BEGIN Text section
Friday, December 09, 2005


Kitchen Project: Caramelized Onions

When food is cooked slowly, it not only evenly browns, it naturally becomes sweeter, richer and more complex. The introduction of heat, as a kiss rather than a bang, will change a sharp taste to something mellow and meltingly accommodating. Suddenly your basic ingredient is open to a whole assortment of additional flavors and uses. We have seen this happen like culinary stardust with prior Kitchen Project posts - like those on roasting garlic and blistered peppers. It is a wonderment indeed.

So here now, for your reading pleasure, I am going to once again offer up a recipe of sorts, though maybe I should call it a technique. Which ever way, it is indeed a Kitchen Project, (Part of my series on things to do when you want to spend time in the kitchen) and this time up, it's that culinary darling, caramelized onions. Everything you could ask for in a recipe, extreme simplicity resulting in a sublime flavor.

The standard, brown, storage onion, as we all know, is readily available year round pretty much everywhere, and is cheap as chips. It is a member of the lily family, and heaven knows it can make you weep like a small child when you go at it with a knife. Despite a host of folk remedies, the only tried and true method I have ever happened across that fixes the tears is to keep doing it. The more onions you chop, the less likely you are to cry. (Shrug) There is also some relief to be had if you chill the onions first...or so I hear.
END Text section
● **Written instruction 1**
Show each line in the records below that contains the word "woman".
BEGIN Material for the task
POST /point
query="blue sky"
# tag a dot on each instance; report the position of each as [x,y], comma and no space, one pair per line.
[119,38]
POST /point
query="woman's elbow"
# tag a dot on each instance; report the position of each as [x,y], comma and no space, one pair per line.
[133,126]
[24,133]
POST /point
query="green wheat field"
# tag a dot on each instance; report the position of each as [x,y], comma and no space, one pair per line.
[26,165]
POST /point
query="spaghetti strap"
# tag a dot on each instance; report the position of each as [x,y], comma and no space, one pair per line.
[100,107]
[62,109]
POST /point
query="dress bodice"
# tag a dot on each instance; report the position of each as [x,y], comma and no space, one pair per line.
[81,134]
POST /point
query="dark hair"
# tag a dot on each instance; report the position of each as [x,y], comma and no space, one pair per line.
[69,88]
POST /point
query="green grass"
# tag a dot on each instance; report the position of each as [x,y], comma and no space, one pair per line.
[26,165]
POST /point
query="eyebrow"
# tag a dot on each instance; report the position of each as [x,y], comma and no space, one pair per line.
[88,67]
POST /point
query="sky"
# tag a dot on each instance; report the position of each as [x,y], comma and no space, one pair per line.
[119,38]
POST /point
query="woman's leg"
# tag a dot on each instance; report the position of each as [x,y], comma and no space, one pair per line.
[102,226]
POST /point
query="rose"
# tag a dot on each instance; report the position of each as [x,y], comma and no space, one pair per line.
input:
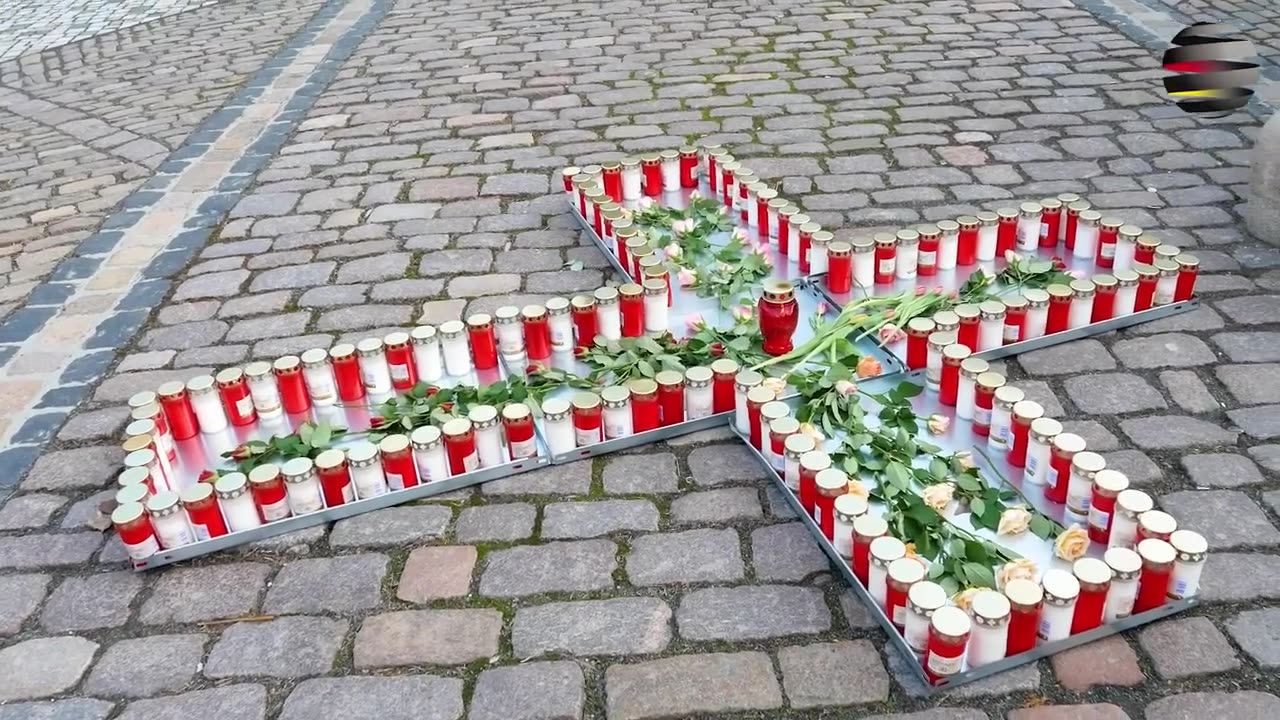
END Material for the task
● **Written instruction 2**
Write out the caramelized onions post from "When food is" to "a wonderment indeed.".

● **Worked answer 1**
query="woman's elbow"
query="woman's leg"

● **Worked answer 2**
When food is cooked slowly, it not only evenly browns, it naturally becomes sweeter, richer and more complex. The introduction of heat, as a kiss rather than a bang, will change a sharp taste to something mellow and meltingly accommodating. Suddenly your basic ingredient is open to a whole assortment of additional flavors and uses. We have seen this happen like culinary stardust with prior Kitchen Project posts - like those on roasting garlic and blistered peppers. It is a wonderment indeed.